**Assignment**
Take the line holding "of the display" as the first line of the answer and the last line of the listing as its end; retype everything between exactly.
### Provided material ###
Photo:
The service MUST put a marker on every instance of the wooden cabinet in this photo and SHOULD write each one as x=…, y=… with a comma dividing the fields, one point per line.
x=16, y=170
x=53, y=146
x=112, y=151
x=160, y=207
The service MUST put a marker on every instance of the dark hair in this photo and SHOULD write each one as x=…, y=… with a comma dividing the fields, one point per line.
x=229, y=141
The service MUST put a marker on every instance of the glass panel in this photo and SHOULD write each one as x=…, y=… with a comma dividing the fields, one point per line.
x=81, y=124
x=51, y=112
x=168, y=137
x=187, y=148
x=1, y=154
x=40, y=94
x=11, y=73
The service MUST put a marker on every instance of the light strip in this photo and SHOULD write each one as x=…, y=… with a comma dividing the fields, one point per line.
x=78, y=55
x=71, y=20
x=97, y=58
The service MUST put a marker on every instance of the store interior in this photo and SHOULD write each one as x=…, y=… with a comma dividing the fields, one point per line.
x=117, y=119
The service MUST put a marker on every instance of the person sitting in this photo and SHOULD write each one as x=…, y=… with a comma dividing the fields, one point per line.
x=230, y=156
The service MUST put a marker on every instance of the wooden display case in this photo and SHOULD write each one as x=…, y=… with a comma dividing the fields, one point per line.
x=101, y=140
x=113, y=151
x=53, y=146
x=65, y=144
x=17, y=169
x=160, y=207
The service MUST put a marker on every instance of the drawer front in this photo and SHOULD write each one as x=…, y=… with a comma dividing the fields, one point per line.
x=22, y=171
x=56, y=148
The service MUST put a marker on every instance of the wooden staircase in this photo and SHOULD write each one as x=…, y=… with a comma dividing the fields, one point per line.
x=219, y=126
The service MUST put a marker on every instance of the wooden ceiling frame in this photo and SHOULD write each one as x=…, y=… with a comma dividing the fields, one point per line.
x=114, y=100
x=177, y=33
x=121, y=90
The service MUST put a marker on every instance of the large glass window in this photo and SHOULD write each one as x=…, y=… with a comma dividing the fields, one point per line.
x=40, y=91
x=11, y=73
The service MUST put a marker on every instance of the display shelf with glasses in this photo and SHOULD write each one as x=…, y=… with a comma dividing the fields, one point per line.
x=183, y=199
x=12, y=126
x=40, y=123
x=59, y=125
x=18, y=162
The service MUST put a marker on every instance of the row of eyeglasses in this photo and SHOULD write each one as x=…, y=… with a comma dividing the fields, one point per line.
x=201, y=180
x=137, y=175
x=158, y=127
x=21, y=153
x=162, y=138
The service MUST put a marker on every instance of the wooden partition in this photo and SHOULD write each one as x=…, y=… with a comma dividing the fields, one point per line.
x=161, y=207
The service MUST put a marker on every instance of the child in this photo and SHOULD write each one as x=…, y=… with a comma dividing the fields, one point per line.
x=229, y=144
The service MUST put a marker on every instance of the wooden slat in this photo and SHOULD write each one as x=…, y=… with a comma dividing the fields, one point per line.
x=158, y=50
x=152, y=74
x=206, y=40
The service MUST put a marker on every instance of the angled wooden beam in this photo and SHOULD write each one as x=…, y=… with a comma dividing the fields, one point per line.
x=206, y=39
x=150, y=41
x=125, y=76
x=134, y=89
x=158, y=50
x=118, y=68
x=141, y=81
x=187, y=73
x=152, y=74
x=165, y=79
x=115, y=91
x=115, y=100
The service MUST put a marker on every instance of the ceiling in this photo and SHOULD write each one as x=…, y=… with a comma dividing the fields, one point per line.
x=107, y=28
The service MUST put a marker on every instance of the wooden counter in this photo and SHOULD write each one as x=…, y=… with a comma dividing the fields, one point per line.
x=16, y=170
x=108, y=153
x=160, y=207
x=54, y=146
###
**Exercise answer**
The service MUST put a marker on every instance of the display shelf with glasses in this photo and SHOULD write each one as x=…, y=… with a comma dividing the fields, one point per line.
x=183, y=199
x=12, y=126
x=40, y=123
x=59, y=125
x=18, y=162
The service MUST put a marker on every instance of the row of eyeglasses in this photo and SHOULD write each one as x=…, y=… with a comma dividing the fields, one point per line.
x=201, y=180
x=137, y=175
x=158, y=127
x=21, y=153
x=162, y=138
The service MUST put a marker on every instance of the wooden partition in this photo and SHOULD write each one as x=…, y=… with a comma dividing the fields, one point per line.
x=161, y=207
The service MUST put a marker on every instance of the child in this photo and SHOULD write each one as x=…, y=… with a comma dividing the fields, one point per line.
x=229, y=144
The service MUST put a marker on every instance of the wooden slat in this photo and SHOULD write each one as x=…, y=… with a comma dividing the fields, one point per line.
x=158, y=50
x=152, y=74
x=206, y=40
The service MUST put a marker on every instance of the angled wooden beam in this photo and SHOULD write each one as x=…, y=… with a comma dividing the fields, one point per line.
x=206, y=39
x=150, y=41
x=125, y=76
x=134, y=89
x=158, y=50
x=118, y=68
x=141, y=81
x=187, y=73
x=152, y=74
x=165, y=79
x=115, y=91
x=115, y=100
The service MUST put a marker on every instance of the ceiling in this photo and SHOULD write each one as x=…, y=… with a comma dividing the fields, one point per line.
x=107, y=28
The service MUST put a marker on every instance of the wooden counter in this photo and SHOULD write each one as x=…, y=… with a comma dividing the fields, one point per line.
x=16, y=170
x=108, y=153
x=160, y=207
x=54, y=146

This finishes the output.